- **Exercice bref 1**: Dressez la liste complète des affirmations que, selon le texte retenu, le régime a fait croire aux Sénégalais au début du mandat.
- **Exercice bref 2**: D'après le texte retenu, quel rapport le réseau de journalistes du régime a-t-il exploité ?

La pire forme de corruption est le mensonge : toute perversion commence par le mensonge et s’achève dans le mensonge. Lorsqu’on travestit les faits ou les occulte, on déblaie le terrain de la corruption dans tout l’éclat de son arrogance. Votre mandat a débuté sous le sceau du mensonge fait au peuple : votre régime avait persuadé les Sénégalais que les caisses de l’État étaient vides ; que plus de 2000 milliards ont été spoliés au Trésor public ; que des meubles et des tapis ont été dérobés au Palais ; que des milliers de postes fictifs existaient dans l’éducation nationale ; votre régime nous fait croire que l’abrogation du décret des appels entrants était bénéfique au peuple ; que des centaines de véhicules ont été emportés ; que 400 milliards étaient planqués dans les pays du Golfe… et jusqu’ici pas la moindre preuve. Un jour viendra et les Sénégalais seront édifiés sur tenants et les aboutissants de la subite conversion de l’ancien Premier ministre de Wade. Un jour les Sénégalais comprendront comment on a fabriqué un héros sur la base d’une manipulation conceptuelle : une image a été d’abord créée, on a ensuite mobilisé et fait fantasmer des citoyens autour de cette image et enfin on l’a posée sur un homme juste parce qu’il était là.
Le régime de Macky Sall est engendré dans le mensonge et se maintient par le mensonge : aujourd’hui pour masquer la flagrance des cas de mal gouvernance établis par les différents corps de contrôle, le régime de Macky Sall a activé son réseau de journalistes pour faire une exploitation dénuée de toute forme de professionnalisme du rapport de la Cour des comptes 2013. C’est tellement manifeste comme maquillage qu’il n’est plus permis de douter de la mort de la fonction essentielle de contre-pouvoir de la presse. Comment peut-on prétendre lutter contre la corruption en faisant de la corruption systématique de tous les foyers possibles ou réels de contre-pouvoir ? Abdou Diouf était un grand homme d’État, Wade était un visionnaire et un bâtisseur : ils ont pourtant tous les deux eu droit à l’opposition de l’action fortement corrosive du contre-pouvoir médiatique. Ils ont été constamment surveillés et sévèrement critiqués pour les moindres maladresses dans leur gestion. En revanche, Macky est le chouchou de majeure partie de la presse privée. Les grands critiques d’hier sont devenus des entremetteurs politiques entre le chef et les candidats à la transhumance. What a shame !
Aucun Président sénégalais n’a bénéficié d’une si généreuse grâce médiatique que Macky Sall, et aucun Président n’a mobilisé et enrôlé autant de journalistes que lui : ce sont des faits et ils sont suspects ! Les contributeurs et les chroniqueurs qui, naguère enrichissaient le débat citoyens à travers la presse, ne peuvent plus publier la moindre critique envers le gouvernement : c’est un complot abject contre la démocratie ; complot ourdi par des gens qu’elle a pourtant fabriqués et sanctifiés. Les portes de la différence et de l’altérité sont définitivement fermées par une pratique de l’inféodation éhontée au pouvoir politique, source de prébendes et de facilités fiscales. Des pressions sont directement exercées sur des journalistes pour étouffer les voix discordantes. Cette agression contre la démocratie et le peuple n’a pas de précédent dans notre pays et c’est une tyrannie sournoise qui nous ôte jusqu’à notre identité de citoyen. Des générations se sont donc battues, parfois au péril de leur vie, pour juste ligoter la démocratie et la déposer aux pieds du seigneur Macky qui voudra bien y essuyer ses pieds !

- **Données sur la localisation d'objets nommés**:
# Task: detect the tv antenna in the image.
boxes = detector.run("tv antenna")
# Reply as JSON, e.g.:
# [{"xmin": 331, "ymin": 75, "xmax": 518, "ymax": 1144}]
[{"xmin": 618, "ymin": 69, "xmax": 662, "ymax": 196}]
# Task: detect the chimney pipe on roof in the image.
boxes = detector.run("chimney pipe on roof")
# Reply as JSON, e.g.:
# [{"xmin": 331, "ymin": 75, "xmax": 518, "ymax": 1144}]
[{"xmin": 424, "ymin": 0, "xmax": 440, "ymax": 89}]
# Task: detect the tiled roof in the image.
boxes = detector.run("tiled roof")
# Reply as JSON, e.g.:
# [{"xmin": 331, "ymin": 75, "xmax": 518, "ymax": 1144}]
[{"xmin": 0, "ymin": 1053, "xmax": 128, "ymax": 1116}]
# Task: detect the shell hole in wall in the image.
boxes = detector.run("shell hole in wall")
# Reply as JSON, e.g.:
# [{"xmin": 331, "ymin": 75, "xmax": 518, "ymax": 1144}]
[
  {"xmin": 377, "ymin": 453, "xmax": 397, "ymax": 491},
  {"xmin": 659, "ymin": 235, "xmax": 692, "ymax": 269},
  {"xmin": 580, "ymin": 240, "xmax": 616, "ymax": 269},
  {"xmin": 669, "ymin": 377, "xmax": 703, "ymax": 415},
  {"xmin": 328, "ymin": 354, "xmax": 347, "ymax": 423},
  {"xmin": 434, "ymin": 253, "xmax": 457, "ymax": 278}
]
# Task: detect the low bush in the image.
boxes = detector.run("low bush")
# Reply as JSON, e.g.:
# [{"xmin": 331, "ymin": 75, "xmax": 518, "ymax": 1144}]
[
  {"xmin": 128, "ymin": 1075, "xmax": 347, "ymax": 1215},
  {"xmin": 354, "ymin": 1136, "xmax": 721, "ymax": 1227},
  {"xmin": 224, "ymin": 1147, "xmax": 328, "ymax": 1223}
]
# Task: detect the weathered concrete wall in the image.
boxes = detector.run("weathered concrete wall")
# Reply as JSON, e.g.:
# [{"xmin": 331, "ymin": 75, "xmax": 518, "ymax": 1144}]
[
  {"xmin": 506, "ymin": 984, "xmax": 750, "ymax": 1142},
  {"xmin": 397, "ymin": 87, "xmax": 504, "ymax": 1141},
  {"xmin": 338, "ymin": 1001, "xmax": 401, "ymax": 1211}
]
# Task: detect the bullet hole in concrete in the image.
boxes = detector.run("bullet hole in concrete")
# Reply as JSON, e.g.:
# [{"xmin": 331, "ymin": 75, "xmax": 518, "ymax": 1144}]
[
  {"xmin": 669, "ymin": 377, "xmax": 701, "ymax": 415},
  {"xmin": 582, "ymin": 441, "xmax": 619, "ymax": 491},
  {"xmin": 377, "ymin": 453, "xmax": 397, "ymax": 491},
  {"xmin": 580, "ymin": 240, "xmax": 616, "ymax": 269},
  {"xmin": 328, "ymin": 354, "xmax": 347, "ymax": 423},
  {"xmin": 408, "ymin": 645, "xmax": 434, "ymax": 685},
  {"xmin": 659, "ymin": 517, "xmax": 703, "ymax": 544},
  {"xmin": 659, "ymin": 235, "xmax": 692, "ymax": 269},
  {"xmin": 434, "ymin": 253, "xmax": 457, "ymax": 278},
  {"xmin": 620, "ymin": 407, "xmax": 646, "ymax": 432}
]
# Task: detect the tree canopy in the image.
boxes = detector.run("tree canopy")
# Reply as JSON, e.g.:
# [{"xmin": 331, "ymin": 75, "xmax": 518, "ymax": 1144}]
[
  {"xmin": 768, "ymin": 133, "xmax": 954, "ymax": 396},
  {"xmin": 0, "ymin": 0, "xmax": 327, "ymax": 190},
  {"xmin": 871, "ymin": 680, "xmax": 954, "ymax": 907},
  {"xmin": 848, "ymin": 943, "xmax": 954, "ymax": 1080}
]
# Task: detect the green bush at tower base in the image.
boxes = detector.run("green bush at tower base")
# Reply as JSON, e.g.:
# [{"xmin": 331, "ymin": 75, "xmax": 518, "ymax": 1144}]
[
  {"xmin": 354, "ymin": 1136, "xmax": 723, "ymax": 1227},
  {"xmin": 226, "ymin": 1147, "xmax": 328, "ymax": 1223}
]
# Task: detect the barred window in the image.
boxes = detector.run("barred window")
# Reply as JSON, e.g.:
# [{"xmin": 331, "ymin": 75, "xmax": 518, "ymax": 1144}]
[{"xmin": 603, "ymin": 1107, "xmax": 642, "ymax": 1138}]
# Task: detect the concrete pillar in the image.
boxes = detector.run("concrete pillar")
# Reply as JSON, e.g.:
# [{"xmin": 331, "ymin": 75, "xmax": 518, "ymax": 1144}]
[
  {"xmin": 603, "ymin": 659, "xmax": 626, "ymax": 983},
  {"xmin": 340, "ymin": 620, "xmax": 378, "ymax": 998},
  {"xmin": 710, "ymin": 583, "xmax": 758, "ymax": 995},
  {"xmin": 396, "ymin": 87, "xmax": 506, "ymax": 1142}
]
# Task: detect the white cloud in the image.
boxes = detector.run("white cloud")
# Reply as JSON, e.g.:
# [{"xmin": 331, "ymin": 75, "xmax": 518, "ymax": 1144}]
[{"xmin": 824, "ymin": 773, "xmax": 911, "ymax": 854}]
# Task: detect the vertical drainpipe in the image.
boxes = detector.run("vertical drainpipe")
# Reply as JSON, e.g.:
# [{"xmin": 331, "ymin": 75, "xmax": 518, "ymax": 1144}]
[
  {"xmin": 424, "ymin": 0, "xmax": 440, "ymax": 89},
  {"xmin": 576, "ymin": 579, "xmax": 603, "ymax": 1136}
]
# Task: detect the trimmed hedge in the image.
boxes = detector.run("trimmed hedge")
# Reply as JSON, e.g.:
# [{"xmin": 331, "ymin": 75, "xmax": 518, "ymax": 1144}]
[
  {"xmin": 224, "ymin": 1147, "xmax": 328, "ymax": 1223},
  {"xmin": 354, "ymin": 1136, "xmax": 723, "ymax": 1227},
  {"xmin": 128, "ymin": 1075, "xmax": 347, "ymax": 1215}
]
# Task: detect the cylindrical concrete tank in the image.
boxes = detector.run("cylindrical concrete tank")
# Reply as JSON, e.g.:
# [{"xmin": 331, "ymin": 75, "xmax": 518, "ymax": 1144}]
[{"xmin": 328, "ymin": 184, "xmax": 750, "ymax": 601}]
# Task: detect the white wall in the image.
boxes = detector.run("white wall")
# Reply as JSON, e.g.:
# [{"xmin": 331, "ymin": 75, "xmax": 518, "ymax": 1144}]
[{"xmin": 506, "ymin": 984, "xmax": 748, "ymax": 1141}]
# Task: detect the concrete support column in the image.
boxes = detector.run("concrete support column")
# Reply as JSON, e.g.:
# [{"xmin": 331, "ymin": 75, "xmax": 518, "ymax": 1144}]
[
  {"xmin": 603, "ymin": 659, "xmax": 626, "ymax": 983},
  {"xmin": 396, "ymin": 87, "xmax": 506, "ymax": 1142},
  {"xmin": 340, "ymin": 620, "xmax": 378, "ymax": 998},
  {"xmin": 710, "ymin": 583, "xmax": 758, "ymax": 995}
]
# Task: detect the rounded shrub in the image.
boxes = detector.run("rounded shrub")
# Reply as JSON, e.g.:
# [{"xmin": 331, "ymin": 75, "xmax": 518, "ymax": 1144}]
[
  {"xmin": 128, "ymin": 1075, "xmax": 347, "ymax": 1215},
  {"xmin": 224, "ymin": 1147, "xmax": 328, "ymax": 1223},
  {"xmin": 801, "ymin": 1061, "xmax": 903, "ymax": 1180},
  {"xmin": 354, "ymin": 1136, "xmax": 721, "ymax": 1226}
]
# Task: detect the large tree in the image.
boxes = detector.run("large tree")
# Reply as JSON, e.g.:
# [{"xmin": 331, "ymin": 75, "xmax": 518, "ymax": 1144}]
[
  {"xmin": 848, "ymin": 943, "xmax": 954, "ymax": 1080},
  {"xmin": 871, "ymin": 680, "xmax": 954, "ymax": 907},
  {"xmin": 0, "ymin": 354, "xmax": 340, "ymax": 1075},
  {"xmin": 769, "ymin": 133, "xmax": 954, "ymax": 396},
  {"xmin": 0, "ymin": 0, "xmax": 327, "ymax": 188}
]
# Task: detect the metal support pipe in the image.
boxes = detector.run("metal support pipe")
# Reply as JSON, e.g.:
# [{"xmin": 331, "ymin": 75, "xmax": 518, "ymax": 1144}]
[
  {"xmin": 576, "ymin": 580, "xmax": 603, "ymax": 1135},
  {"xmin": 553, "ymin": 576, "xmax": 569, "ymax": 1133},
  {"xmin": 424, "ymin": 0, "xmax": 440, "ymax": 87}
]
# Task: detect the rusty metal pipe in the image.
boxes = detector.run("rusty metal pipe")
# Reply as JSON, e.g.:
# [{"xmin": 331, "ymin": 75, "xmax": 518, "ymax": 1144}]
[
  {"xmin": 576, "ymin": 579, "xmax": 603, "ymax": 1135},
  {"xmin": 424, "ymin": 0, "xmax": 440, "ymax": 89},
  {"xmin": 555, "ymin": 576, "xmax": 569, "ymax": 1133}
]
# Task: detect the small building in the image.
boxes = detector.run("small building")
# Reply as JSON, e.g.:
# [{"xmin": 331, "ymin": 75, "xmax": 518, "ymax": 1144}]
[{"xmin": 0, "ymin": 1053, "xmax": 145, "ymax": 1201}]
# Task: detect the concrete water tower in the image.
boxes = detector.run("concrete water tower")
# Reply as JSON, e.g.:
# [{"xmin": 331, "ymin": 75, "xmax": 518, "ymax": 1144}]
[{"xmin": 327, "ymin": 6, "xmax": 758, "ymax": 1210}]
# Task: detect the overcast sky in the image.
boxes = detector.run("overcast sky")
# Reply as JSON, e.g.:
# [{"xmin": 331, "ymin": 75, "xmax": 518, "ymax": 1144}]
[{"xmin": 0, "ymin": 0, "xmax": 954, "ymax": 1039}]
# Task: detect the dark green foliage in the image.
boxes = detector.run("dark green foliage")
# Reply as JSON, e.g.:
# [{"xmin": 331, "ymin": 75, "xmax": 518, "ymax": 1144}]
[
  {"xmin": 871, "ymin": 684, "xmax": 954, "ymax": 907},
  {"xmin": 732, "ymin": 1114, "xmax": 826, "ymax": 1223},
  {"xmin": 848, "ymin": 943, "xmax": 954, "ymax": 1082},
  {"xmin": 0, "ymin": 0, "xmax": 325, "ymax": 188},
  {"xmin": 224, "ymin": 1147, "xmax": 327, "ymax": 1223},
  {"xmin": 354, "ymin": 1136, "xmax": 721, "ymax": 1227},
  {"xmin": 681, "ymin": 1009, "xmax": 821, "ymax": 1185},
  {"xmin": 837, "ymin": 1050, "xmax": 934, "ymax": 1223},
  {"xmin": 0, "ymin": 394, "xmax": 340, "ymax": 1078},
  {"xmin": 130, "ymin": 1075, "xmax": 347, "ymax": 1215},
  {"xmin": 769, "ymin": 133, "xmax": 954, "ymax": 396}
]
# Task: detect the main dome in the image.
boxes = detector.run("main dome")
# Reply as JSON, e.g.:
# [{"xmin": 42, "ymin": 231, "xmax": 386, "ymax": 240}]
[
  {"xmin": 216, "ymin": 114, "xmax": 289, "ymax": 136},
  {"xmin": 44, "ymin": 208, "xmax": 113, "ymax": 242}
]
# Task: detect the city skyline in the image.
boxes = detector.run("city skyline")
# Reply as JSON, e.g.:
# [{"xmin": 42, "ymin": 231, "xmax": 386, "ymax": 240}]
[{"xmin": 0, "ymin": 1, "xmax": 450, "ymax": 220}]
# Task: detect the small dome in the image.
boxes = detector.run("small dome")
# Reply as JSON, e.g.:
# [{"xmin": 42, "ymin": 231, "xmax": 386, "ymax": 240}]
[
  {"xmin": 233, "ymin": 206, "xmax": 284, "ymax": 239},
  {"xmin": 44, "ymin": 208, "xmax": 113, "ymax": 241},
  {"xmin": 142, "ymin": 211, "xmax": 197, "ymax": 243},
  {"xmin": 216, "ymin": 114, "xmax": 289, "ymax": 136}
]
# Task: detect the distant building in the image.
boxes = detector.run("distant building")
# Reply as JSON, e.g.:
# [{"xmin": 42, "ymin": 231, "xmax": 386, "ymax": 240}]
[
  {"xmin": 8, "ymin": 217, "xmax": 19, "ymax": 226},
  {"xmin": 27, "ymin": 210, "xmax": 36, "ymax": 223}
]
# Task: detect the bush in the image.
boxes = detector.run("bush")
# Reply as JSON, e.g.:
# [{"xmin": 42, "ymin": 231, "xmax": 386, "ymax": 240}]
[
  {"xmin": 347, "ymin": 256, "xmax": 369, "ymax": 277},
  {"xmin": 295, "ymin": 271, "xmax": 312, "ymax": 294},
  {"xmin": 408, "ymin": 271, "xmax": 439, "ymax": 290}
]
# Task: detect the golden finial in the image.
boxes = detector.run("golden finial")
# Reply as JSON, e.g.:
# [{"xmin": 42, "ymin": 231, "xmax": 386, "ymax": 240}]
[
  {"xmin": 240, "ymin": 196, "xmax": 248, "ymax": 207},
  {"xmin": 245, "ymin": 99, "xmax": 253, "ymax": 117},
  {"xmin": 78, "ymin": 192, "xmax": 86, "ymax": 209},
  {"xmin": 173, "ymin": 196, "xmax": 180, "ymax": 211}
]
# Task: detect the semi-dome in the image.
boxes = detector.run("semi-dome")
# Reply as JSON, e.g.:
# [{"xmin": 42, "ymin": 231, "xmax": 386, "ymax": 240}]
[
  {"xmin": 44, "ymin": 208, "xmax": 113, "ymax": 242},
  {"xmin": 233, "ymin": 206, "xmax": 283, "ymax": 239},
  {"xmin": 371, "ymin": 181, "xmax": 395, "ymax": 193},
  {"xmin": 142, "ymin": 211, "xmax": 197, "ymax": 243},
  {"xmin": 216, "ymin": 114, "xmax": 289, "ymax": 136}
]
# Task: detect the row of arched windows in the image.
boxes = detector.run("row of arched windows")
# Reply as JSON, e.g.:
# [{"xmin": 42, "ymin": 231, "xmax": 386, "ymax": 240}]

- **Réponse 1**:
- Les caisses de l'État étaient vides.
- Plus de 2000 milliards ont été spoliés au Trésor public.
- Des meubles et des tapis ont été dérobés au Palais.
- Des milliers de postes fictifs existaient dans l'éducation nationale.
- L'abrogation du décret des appels entrants était bénéfique au peuple.
- Des centaines de véhicules ont été emportés.
- 400 milliards étaient planqués dans les pays du Golfe.

- **Réponse 2**: Le rapport de la Cour des comptes 2013.